*AIM*. Could you render the part of the items that opens with the line containing "shape point(190, 3)" and closes with the line containing "point(391, 213)" as a JSON list of strings, one string per line, with both end lines included and blank lines left out?

*DATA PROVIDED*.
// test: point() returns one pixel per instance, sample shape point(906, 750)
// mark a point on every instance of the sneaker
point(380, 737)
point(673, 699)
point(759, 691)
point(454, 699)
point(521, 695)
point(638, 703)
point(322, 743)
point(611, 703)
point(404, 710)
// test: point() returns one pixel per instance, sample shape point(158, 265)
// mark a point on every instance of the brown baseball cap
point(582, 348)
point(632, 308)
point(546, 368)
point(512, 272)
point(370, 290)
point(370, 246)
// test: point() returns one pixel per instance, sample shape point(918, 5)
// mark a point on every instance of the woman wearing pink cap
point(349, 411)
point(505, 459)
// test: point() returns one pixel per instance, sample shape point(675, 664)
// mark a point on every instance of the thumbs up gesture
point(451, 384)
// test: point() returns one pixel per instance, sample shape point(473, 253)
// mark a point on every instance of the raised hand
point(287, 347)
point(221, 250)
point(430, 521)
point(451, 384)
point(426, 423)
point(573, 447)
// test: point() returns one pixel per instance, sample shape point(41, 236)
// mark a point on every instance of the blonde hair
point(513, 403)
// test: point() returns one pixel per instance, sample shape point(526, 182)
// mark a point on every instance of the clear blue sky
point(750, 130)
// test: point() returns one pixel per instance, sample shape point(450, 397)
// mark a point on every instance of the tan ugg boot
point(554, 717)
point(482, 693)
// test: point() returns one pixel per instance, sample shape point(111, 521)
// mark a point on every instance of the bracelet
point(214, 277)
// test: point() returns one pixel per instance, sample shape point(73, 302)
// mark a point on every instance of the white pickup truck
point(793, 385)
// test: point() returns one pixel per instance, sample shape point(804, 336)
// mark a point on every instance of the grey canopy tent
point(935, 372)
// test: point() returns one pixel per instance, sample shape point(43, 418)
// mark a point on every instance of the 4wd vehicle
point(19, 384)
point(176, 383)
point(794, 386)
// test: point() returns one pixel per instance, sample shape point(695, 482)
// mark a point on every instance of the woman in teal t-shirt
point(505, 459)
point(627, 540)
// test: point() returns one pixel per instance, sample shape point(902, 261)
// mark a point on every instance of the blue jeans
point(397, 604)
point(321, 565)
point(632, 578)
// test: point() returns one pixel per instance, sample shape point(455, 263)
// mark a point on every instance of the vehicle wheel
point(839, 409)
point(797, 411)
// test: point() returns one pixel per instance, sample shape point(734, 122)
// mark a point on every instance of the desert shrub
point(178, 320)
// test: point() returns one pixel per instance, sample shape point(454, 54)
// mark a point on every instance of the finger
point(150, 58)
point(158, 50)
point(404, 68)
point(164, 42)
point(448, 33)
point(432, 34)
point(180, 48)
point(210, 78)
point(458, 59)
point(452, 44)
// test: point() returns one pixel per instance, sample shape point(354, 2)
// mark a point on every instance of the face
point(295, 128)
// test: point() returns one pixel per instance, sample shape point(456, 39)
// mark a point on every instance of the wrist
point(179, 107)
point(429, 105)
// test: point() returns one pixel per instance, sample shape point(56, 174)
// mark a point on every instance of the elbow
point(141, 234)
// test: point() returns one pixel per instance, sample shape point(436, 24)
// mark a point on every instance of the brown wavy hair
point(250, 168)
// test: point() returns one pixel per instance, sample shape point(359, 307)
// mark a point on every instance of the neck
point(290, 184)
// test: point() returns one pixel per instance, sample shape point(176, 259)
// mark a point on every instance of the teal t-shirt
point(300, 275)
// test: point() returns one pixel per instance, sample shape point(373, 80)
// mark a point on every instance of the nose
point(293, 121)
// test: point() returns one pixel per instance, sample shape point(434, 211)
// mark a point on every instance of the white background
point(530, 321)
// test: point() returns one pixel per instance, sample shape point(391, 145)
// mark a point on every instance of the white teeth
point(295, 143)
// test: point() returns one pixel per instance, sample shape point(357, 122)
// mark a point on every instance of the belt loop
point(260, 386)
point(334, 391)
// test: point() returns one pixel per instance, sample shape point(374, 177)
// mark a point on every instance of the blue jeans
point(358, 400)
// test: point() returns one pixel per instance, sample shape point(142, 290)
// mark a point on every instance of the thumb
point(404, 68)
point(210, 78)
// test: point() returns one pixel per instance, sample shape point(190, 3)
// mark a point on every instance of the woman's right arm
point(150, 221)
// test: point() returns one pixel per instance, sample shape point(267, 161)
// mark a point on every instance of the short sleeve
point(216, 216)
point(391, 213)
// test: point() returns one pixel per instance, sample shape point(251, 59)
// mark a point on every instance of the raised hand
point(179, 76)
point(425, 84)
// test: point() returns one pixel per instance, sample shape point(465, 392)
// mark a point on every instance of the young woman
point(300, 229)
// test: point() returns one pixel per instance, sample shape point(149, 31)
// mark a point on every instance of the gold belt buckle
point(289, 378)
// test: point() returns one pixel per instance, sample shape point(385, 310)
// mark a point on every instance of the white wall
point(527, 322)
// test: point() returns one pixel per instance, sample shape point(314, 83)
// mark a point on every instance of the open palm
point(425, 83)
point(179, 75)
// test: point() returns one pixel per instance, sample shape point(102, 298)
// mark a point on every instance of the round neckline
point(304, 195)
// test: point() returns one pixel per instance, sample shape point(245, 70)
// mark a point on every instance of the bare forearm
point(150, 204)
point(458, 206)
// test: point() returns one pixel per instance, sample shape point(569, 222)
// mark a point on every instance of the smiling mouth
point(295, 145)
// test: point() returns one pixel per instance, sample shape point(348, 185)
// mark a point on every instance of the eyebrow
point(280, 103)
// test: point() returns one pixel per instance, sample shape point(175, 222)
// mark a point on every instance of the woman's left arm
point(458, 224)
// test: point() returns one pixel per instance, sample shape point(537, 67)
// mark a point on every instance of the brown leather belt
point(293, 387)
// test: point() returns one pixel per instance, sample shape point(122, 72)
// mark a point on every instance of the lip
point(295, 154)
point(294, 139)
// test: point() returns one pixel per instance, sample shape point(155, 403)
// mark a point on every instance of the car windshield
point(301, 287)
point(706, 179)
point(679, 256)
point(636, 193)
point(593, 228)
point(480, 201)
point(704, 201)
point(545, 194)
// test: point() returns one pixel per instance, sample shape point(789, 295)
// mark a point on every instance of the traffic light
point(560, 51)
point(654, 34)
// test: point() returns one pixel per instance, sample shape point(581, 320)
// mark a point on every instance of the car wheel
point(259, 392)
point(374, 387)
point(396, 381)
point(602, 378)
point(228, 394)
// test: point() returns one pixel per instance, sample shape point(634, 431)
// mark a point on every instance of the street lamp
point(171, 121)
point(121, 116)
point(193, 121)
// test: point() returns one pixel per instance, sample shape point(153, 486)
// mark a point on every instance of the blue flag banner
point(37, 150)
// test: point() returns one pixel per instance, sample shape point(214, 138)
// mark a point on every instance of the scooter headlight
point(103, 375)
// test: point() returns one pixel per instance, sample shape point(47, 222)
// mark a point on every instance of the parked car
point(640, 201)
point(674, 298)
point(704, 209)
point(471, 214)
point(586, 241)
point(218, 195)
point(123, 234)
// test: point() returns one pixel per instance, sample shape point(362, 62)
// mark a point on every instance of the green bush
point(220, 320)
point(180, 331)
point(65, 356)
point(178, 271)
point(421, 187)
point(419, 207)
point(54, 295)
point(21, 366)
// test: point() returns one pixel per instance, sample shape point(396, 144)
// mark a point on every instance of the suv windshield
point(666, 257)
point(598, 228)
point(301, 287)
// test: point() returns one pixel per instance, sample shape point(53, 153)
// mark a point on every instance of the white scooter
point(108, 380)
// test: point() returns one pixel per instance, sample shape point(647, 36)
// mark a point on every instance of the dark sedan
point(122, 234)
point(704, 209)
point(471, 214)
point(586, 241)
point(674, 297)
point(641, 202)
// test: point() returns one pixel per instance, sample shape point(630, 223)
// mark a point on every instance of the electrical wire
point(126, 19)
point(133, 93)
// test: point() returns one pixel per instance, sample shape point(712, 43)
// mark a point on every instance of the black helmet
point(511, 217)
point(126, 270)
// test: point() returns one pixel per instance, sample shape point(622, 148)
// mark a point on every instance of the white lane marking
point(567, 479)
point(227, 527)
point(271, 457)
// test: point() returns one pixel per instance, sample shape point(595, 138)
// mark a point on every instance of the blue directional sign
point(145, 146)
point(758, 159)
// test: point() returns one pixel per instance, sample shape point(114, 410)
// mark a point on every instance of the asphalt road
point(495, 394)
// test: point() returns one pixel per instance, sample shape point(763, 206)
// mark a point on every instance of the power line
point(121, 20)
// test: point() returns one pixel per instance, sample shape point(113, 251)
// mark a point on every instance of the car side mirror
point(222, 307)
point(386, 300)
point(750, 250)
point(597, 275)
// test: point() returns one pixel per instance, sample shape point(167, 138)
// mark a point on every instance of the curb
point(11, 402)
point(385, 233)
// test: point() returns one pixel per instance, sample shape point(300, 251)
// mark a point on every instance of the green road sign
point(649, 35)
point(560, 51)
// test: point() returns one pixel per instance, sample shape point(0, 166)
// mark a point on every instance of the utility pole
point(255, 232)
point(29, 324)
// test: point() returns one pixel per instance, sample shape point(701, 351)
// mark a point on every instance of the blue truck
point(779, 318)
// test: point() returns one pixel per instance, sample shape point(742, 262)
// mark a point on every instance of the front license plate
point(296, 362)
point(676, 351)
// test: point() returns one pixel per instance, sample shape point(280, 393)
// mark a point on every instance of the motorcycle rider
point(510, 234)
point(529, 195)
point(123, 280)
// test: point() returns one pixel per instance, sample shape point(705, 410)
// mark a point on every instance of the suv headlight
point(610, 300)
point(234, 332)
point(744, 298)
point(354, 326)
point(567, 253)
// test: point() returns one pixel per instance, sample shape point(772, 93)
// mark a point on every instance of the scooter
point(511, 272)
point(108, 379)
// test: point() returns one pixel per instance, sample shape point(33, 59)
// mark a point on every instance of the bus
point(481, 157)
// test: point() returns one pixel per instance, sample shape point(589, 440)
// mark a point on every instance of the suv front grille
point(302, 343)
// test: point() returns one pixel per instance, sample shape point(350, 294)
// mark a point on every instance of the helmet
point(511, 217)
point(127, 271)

*FINAL RESULT*.
[
  "// test: point() returns one pixel per instance, sample shape point(190, 3)",
  "// mark a point on every instance of the woman's right arm",
  "point(150, 221)",
  "// test: point() returns one pixel per instance, sample shape point(267, 161)",
  "// mark a point on every instance of the short sleeve",
  "point(216, 216)",
  "point(391, 213)"
]